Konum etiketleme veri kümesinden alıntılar
┌────────
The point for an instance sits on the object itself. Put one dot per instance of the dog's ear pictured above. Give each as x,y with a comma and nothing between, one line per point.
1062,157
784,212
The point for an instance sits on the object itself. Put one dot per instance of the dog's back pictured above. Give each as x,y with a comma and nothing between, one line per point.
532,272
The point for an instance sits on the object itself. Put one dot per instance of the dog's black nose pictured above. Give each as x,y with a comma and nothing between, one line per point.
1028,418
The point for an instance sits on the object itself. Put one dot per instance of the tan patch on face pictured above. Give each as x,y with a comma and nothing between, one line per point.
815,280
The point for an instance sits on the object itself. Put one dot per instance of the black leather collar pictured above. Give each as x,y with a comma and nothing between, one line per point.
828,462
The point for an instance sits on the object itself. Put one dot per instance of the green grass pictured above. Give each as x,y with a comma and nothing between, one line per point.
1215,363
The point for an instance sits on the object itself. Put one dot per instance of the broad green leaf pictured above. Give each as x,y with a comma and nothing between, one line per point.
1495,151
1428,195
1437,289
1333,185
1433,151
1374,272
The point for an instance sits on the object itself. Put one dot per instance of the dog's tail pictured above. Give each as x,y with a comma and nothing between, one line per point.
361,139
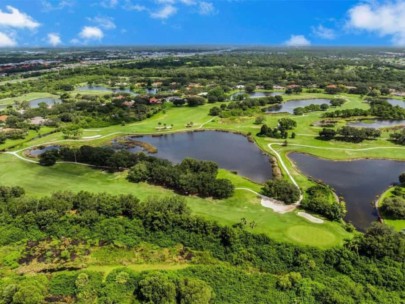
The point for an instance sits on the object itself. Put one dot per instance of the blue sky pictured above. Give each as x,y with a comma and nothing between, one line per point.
166,22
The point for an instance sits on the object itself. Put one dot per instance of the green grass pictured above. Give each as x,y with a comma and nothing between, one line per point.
26,97
106,269
398,225
39,181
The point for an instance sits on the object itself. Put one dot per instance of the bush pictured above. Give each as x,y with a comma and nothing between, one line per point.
48,158
281,190
320,200
394,208
157,288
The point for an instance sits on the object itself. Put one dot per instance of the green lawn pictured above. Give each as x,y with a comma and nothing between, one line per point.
398,225
40,181
26,97
243,204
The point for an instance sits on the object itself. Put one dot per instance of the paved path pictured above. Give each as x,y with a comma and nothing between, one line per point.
286,170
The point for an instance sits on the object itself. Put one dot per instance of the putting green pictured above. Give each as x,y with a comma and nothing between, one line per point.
311,235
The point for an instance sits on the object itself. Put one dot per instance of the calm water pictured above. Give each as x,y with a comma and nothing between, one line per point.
289,106
377,124
49,101
359,182
230,151
397,102
39,151
256,94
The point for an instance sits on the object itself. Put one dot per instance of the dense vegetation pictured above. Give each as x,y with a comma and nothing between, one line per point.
190,177
393,207
284,124
320,199
61,230
281,190
350,134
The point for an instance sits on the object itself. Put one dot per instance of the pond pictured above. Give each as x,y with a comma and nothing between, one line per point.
358,182
397,102
48,100
256,94
230,151
39,150
377,124
289,106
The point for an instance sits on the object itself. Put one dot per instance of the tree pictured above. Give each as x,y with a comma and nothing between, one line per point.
259,120
194,291
157,288
48,158
287,123
250,88
215,111
394,208
402,178
327,134
281,190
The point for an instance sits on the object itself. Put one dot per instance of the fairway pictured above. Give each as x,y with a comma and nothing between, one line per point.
39,181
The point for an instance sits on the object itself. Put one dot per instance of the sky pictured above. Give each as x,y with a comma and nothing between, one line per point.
297,23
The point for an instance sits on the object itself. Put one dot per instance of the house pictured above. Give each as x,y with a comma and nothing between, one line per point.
154,100
3,118
128,104
37,121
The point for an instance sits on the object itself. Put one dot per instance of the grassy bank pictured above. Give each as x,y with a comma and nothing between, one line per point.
39,181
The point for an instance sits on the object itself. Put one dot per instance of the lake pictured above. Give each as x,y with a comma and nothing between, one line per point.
230,151
104,89
376,124
358,181
256,94
289,106
40,150
397,102
48,100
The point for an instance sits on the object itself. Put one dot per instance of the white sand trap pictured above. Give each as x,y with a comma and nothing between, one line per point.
277,206
92,137
310,217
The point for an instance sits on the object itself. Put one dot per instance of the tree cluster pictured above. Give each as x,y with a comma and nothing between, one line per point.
281,190
350,134
190,177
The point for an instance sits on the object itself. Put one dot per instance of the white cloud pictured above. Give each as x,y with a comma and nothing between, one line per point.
104,22
165,12
54,39
16,19
188,2
109,3
6,41
48,6
135,7
206,8
297,40
324,32
384,19
91,33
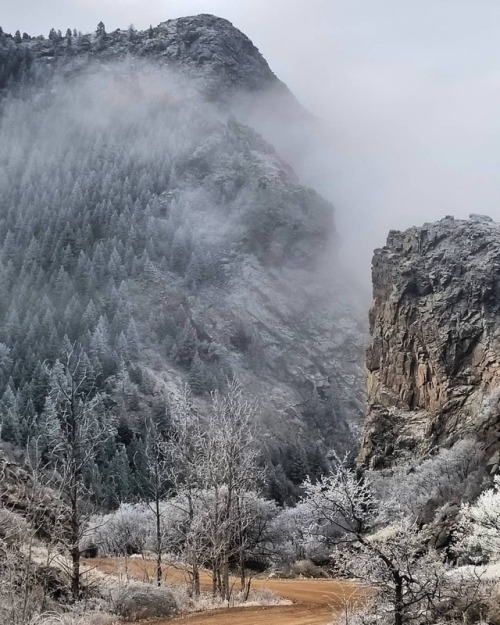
└────────
Materyalin tamamında "pictured above" ifadesini "shown above" ile değiştirerek satırları yeniden yaz; başka hiçbir şeye dokunma. Resimleri cevaba ekleme.

The point for an instance sits on the object itself. Put one dot per instance of the dog's ear shown above. Give each as x,y with a comma and nothing between, one line per point.
1062,157
784,212
The point for an instance sits on the object itself. Put one dot per instance of the dog's back shown above. Give each as x,y with a comma and nothing between, one line per point.
532,272
The point for an instance sits on the object itself. Put one dot per instance of the dog's black nose shown above. Give each as x,y with a comma and nothing between, one line per point.
1028,418
The point for an instance sits on the object itself. Put one dot per instance of the tan patch on face shown above. Give each as x,y with a comma and nothing between, one line per point.
815,280
The point for an instance sits on the object itself. Put one dot per instance of the black leather collar shown above. Give each as x,y with a comma and nothing between, one line per point.
828,462
The point for an instance sits on the object itself. Put one dot per instance of the green grass shown above. Give each as x,y with a comma and nothing between, one line per point.
1215,363
The point for an instance sits on the object itself. Put one dot per instance of the broad green leaf shown above. Give each as x,y with a comma and nothing between, one line per point.
1495,151
1428,195
1437,289
1333,185
1433,151
1374,272
The point for an instance sits on the object itself. Put one dot per instance of the dog's tail shown above. Give each as x,y with a comma and nothing between, one line per point.
361,139
The point for an instance sits on the object itself. Put one dot per instance of the blue sky shown above. Give each as x,y with a comma and nothing between, one line per point.
166,22
The point for an instance sits on the object itself. Put one dot per instance of the green grass shown above. Give each as x,y with a comma and nothing between, one line per point.
26,97
106,269
398,225
39,181
The point for an instance sits on the object itself. Put one dot per instance of the bush shown above. Give each as x,y with a comma and nothing between, one line per point.
48,158
281,190
320,200
394,208
157,288
The point for an instance sits on the object itself. Put one dot per instance of the green lawn shown above. Give each as x,y with a comma and nothing between, one line per point.
398,225
40,181
26,97
243,204
The point for an instance sits on the object itself. Put one dot per instance of the paved path shown above. Give each as x,y with a comma and nothing between, one line per point.
286,170
The point for an instance sits on the object itself. Put one dot per instance of the putting green shown above. Give each as x,y with a comma and nothing between, one line per point.
311,235
The point for an instance sits on the object itself. Put one dot per instance of the calm water shown above. Give each as x,y with a comma and nothing between, one line per point.
289,106
377,124
49,101
359,182
230,151
397,102
39,151
256,94
The point for an instance sits on the object itself. Put one dot per instance of the dense vegetation shown above. Give each as x,y with a comma and nothing between, one line per point.
190,177
393,207
284,124
320,199
61,230
281,190
350,134
The point for an instance sits on the object itself. Put one dot per instance of the pond shown above. Give each as x,y with a comma and nothing between, one line per point.
358,182
397,102
48,100
256,94
230,151
39,150
377,124
289,106
The point for an instance sits on the object itself. Put one dot per instance of the tree shown above. Give each as x,y with a comma and nothing between, one line per point.
259,120
194,291
157,288
48,158
287,123
250,88
215,111
394,208
402,178
327,134
281,190
The point for an instance sits on the object itself. Put one dot per instance of the fairway shown above. Give each as x,y with a comma and nothing between, one line per point.
39,181
The point for an instance sits on the object itself. Put one dot per instance of the sky shown above. Give each as x,y with a comma and nothing between, one line per point.
297,23
The point for an instance sits on the object itself. Put one dot per instance of the house shown above. Give each as x,y with a comma and nothing between, one line per point.
154,100
3,118
128,104
37,121
The point for an instance sits on the object itself. Put one dot per instance of the grassy bank shown above. Give each as x,y with a comma and nothing between, one line per point.
39,181
The point for an instance sits on the object itself. Put one dot per instance of the lake shown above. Give each as x,y with a comma and nothing between, one line per point.
230,151
104,89
376,124
358,181
256,94
289,106
40,150
397,102
48,100
The point for an instance sits on the object itself. Put one dot per instance of the white sand trap shown above. Give each as x,y with a comma and nothing between, one line per point.
277,206
92,137
310,217
The point for an instance sits on the object itself. Put one dot per instance of the tree cluster shown above. Give each as x,y with a comma and nothing between, one line per point.
281,190
350,134
190,177
The point for an instance sits on the object itself. Put one dot per instance of the white cloud shown above. Give each as x,y with a comma and nothing between, one line per point.
104,22
165,12
54,39
16,19
188,2
109,3
6,41
48,6
135,7
206,8
297,40
324,32
384,19
91,33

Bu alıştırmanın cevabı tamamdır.